[Task description] Each line from the one containing "Query: snowy slope" through the end of the data is to be written out exactly, and nothing more.

(Exercise data begins)

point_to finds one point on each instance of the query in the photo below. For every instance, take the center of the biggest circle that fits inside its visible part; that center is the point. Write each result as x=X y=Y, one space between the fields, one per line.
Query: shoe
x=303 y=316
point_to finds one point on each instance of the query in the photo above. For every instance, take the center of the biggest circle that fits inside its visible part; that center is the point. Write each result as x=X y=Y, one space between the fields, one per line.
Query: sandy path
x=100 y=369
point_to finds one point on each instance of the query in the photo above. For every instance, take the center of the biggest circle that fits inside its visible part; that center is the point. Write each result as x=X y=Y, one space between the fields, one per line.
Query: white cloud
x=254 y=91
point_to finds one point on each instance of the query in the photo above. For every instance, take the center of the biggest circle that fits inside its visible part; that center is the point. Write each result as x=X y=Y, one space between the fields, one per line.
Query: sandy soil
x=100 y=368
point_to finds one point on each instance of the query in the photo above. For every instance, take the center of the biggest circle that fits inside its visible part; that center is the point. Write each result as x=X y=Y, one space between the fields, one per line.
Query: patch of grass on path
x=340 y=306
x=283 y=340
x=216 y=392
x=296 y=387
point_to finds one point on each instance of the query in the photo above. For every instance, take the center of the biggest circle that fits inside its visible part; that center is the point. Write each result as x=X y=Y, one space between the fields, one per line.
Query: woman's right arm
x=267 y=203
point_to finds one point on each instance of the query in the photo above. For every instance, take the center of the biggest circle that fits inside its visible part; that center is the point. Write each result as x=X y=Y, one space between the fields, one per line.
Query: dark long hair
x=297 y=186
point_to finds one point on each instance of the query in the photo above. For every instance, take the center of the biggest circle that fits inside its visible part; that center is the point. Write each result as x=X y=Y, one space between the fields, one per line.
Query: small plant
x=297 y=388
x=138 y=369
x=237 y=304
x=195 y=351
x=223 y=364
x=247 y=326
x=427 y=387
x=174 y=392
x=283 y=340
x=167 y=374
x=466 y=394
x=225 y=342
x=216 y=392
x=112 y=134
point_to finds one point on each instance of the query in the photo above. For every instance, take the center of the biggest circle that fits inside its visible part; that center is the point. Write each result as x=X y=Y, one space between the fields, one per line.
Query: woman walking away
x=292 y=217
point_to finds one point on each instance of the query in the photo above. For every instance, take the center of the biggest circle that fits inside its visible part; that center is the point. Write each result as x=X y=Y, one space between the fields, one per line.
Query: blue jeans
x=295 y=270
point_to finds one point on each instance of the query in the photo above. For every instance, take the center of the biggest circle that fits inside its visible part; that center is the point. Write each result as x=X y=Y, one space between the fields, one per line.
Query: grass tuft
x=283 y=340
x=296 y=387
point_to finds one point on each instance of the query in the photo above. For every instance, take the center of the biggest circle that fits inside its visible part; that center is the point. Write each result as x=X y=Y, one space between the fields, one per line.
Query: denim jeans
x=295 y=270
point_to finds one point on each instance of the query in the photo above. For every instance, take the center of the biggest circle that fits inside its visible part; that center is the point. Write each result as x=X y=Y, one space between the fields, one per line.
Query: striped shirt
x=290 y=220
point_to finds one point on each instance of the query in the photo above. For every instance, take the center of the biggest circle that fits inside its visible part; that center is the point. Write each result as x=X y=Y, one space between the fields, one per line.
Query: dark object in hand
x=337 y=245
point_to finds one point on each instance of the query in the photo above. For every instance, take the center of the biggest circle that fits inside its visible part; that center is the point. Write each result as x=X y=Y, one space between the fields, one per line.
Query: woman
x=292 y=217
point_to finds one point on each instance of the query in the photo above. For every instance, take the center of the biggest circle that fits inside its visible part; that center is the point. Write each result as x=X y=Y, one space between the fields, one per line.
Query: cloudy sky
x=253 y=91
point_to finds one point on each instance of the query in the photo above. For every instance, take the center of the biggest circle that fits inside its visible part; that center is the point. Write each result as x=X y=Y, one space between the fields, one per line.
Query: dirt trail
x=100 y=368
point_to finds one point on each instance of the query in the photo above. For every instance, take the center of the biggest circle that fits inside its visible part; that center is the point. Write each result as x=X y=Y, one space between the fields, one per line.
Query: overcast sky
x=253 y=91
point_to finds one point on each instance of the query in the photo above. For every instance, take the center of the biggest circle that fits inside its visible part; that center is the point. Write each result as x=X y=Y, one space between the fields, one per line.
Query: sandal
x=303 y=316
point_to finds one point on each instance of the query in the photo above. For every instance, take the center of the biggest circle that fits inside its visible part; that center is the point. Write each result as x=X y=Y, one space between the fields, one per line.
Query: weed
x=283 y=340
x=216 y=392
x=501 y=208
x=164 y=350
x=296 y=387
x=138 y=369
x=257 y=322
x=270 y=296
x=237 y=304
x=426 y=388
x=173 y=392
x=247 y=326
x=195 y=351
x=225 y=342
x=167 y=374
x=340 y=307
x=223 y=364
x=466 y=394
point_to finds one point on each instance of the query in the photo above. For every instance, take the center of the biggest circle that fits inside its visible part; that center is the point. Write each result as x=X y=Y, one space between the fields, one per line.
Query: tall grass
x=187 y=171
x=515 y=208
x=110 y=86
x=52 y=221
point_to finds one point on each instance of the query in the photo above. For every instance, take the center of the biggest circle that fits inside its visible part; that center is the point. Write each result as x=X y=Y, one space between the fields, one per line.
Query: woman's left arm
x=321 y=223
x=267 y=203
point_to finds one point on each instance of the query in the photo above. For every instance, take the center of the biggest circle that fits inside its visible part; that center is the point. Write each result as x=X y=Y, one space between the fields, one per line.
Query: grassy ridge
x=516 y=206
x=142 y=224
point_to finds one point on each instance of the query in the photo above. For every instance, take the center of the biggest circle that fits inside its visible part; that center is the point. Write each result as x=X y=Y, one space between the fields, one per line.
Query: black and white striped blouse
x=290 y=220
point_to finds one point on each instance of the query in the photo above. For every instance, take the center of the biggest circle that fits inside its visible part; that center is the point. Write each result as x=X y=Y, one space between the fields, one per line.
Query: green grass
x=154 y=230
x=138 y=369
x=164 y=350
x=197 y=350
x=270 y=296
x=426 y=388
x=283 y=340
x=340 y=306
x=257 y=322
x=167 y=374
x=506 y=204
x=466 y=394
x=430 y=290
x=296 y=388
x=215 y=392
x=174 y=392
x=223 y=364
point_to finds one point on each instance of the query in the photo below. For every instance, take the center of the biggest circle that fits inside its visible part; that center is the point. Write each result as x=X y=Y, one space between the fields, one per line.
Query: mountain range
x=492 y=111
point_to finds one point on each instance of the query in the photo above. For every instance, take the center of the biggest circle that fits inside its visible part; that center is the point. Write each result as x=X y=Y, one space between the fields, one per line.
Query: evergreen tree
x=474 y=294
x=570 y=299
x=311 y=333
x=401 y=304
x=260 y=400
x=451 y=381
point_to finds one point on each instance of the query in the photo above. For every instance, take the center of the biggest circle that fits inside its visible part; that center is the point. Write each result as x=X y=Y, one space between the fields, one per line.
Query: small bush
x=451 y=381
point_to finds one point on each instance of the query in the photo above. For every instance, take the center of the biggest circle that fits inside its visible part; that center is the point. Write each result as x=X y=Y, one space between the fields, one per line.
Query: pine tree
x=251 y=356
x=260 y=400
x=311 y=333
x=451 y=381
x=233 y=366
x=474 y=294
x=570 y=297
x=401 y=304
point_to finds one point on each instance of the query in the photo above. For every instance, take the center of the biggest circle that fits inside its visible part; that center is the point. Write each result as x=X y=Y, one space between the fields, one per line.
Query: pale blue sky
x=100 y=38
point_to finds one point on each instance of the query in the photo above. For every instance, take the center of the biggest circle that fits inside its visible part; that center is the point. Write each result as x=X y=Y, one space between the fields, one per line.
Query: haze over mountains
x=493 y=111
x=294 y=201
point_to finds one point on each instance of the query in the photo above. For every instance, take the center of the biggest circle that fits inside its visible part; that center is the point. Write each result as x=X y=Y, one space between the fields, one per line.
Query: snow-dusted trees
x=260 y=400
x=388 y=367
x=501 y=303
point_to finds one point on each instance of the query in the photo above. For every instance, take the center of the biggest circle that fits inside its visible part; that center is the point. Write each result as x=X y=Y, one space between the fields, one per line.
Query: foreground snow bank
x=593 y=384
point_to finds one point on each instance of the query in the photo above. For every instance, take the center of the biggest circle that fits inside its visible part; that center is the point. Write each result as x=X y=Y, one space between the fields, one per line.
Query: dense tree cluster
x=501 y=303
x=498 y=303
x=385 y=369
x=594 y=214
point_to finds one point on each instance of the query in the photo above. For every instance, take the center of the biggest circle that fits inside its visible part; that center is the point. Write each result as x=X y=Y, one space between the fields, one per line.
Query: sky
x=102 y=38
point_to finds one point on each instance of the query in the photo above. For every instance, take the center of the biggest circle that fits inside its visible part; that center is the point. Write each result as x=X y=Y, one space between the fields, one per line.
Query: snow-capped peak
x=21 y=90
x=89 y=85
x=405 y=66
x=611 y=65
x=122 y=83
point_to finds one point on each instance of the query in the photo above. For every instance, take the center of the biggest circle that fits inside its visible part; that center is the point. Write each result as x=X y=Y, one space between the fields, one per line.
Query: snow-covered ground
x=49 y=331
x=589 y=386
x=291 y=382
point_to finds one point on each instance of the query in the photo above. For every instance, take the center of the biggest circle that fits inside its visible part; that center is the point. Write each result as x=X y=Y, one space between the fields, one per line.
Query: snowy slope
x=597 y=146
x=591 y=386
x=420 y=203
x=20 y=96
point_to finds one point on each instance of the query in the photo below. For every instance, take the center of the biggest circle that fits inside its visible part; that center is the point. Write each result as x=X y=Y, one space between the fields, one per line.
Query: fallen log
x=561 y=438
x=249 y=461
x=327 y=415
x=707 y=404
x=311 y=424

(Exercise data ends)

[Task output]
Query: snowy slope
x=597 y=146
x=591 y=386
x=420 y=203
x=20 y=96
point_to finds one point on each instance of the query in the photo below. For every instance, take the center of the biggest circle that fits inside its visible part; that center is the point. Write each result as x=X y=Y, one space between the fields, one per line.
Query: fallen log
x=561 y=438
x=249 y=461
x=327 y=415
x=707 y=404
x=311 y=424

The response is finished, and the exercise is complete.